Passage shown =
[Start of section]

People whose genes make them at risk of obesity could be more likely to pile on weight from fried foods than those with lower risk, a study suggests.
Eating fried foods four times a week or more had twice as big an effect on weight for those with high genetic obesity scores compared to those with the lowest, Harvard researchers found.
Even eating the foods once or twice a week increased the risk of being overweight if people had a genetic predisposition to obesity.
It is the first time experts have looked at the interaction between obesity genetics, weight (measured as body mass index or BMI) and a certain food group.
The team analysed data from more than 37,000 men and women taking part in three US health trials.
Using questionnaires, they looked at food consumption at home and away and calculated a genetic risk score based on 32 known genetic variants associated with BMI and obesity.
Those in the highest third of genetic risk had twice the difference in BMI if they ate fried food four times a week or more compared to those with the lowest risk.
Meanwhile, those with the highest risk who ate the foods one to three times a week were also heavier than people with lower genetic risk.

[End of section]

Record set =
[Start of section]

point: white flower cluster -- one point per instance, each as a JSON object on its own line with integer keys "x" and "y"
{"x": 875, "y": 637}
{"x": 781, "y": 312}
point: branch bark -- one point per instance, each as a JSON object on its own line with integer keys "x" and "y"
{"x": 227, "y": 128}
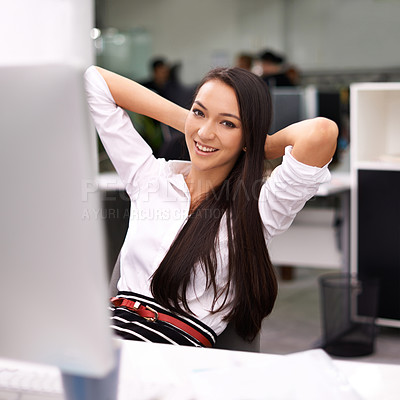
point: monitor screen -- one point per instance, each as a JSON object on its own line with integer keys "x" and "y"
{"x": 53, "y": 286}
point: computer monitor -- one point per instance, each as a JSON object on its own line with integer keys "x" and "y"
{"x": 288, "y": 107}
{"x": 53, "y": 285}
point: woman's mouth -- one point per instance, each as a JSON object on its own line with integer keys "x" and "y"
{"x": 204, "y": 149}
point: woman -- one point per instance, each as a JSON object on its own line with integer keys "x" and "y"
{"x": 195, "y": 254}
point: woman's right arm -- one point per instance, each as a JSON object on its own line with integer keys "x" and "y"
{"x": 134, "y": 97}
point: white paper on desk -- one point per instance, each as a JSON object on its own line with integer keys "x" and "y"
{"x": 307, "y": 375}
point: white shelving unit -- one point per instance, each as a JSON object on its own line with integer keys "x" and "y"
{"x": 375, "y": 195}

[End of section]

Instructions to follow = Translate this sentence from the passage on fried foods and genetic obesity risk into Spanish: "The team analysed data from more than 37,000 men and women taking part in three US health trials." The listing isn't needed for anything here.

Written answer = El equipo analizó datos de más de 37.000 hombres y mujeres que participaban en tres ensayos de salud en Estados Unidos.